======== Text extract ========

After abruptly closing Development Channel’s operations and selling off the company’s office properties in Kitintale and Bukoto, Charles Lambert, the company’s chairman talked to Matooke Republic’s Alex Taremwa about his next move and why the company failed.
Perhaps one of the most controversial schemes of the modern times, Development Channel’s model of selling computer tablets and smartphones at astronomical prices has been questioned by both the government and private sector.
As a result, the company sold off all their assets and allegedly acquired land in Kiruhura district to construct a phone, tablet and computer manufacturing company. In addition, all the company’s staff who Lambert says were over 3,000 have been laid off after over three months of no pay.
According to the police, Lambert has accumulated over Shs500m in arrears owed to not only Development Channel staff but also to the customers who bought the tablets in hope of a monthly dividend of $100 (Shs374,645), service providers such as drivers who owe the company over Shs200m and brand ambassadors.
Lambert at Jinja Road Police Station after following his arrest on Tuesday.
Why the company closed
When he first arrived in Uganda, Lambert says that he went to the Uganda Investment Authority (UIA) and outlined his Uganda Poverty Alleviation Plan (UPAP) in which he was to sell computer tablets and give customers lifetime returns.
“When the thing became extremely popular, people called from the Capital Markets Authority (CMA) and told us we cannot offer people returns. I told them that we had already sold tablets and pleaded with them to find a way to harmonize the issues but they insisted that I shut down the program,” Lambert said.
He added that he pleaded for a grace period in order to allow his agents countrywide and was given until March 10. But no sooner had he, left the meeting that Jinja Road Police served him a criminal summons for fraud.
“I said tell them I am not gonna come. I told them to come and get me from my house and get me and to expect some causalities. They didn’t come. When my wife went there, our company was cleared of any fraud. In fact, the officers said they didn’t understand CMA’s beef against us,” he narrated.
After the police and the Criminal Intelligence Division failed to stop Development Channel, Lambert alleged that CMA then went to the Financial Intelligence Authority (FIA) and froze the company’s account. This was the beginning of the fall.
“They knew this would hurt us the most because this is how we paid our salaries to the youths. When the people didn’t get their salary for three months, things fell apart,” he noted.
Closure of offices and sale of assets
After the account was frozen, Lambert resolved to close the company’s offices in Kampala and sell off the properties too. All equipment at Itiri House in Kitintale and the call centre office in Bukoto have been liquidated in order to finance the multi-billion phones and computer factory he is setting up in Kiruhura district.
He, however, remained tight-lipped on how many tablets he had sold and how many youths benefited from the programme but intimated that Ugandan youths are lazy and ignorant adding that he will not be employing them in the near future.
Imaginary Kiruhura phone factory
Despite the fact that he has been selling Chinese made tablets and phones, Lambert is bent on countering the Chinese products in Uganda. To achieve this, he has acquired land in Kiruhura district to build a factory that will manufacture the mobile devices in Uganda. Lambert who has that he has outsourced the factory’s construction to a Canadian firm is confident that this will be the most sophisticated factory in Uganda.
“We are building there a factory that is going to look exactly like the Google Campus in California. It is going to be live, work and play. It will manufacture phones, computer tablets, computers, anything I.T,” he added.

======== Provided material ========

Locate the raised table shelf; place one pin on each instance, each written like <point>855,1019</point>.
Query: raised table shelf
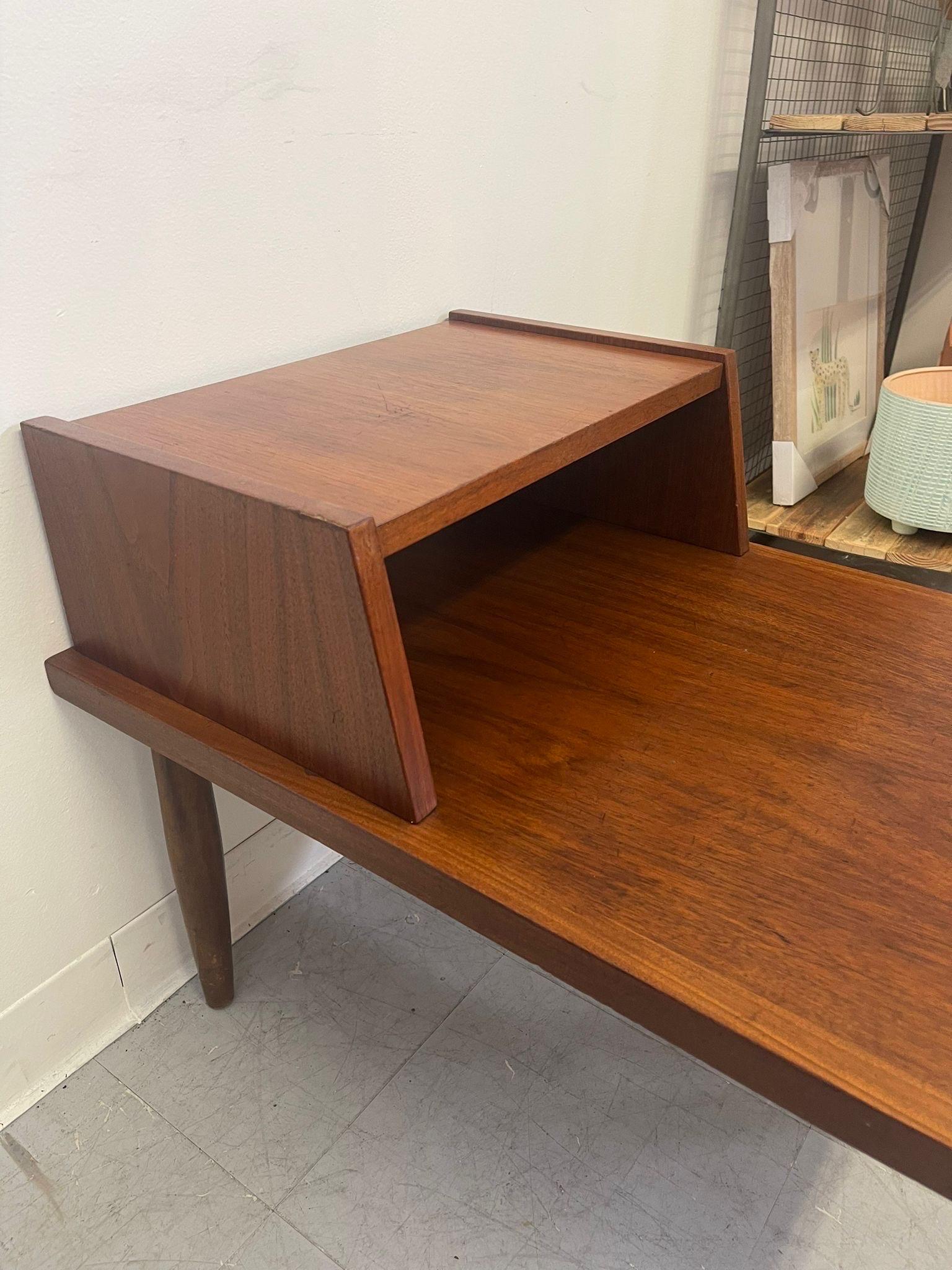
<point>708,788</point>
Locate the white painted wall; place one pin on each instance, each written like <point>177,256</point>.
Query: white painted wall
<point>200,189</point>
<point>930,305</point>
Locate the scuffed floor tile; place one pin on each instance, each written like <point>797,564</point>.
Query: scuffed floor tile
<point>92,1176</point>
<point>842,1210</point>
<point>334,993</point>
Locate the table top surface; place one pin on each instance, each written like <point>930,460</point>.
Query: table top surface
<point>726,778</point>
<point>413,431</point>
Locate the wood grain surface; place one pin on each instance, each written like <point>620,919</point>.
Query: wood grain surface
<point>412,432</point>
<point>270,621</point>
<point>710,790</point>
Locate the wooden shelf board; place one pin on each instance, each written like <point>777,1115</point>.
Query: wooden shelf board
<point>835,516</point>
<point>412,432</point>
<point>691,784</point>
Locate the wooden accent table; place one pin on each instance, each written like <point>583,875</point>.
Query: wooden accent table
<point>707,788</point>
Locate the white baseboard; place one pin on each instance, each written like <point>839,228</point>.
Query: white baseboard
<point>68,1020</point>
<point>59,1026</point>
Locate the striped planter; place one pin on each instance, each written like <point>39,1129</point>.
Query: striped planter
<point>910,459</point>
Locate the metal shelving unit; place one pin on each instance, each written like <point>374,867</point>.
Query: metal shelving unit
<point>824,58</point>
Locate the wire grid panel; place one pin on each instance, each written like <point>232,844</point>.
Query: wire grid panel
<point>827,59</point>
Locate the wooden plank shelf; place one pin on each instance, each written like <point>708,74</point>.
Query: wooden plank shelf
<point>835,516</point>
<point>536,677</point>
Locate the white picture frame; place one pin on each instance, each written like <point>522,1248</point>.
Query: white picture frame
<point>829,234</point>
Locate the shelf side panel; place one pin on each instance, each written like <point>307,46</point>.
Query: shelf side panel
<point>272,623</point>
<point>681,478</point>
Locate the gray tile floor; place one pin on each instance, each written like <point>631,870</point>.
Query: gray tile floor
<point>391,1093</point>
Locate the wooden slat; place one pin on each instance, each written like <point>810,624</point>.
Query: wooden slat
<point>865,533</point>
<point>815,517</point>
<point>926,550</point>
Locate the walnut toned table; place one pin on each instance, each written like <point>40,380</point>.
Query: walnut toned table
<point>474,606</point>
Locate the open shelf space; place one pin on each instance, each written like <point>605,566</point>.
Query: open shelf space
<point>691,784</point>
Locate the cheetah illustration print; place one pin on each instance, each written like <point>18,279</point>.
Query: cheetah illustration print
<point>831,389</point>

========

=== What is required ===
Update the Development Channel article from "He added that" up to and including "summons for fraud.", replacing "grace period" with "short extension".

=== Exercise output ===
He added that he pleaded for a short extension in order to allow his agents countrywide and was given until March 10. But no sooner had he, left the meeting that Jinja Road Police served him a criminal summons for fraud.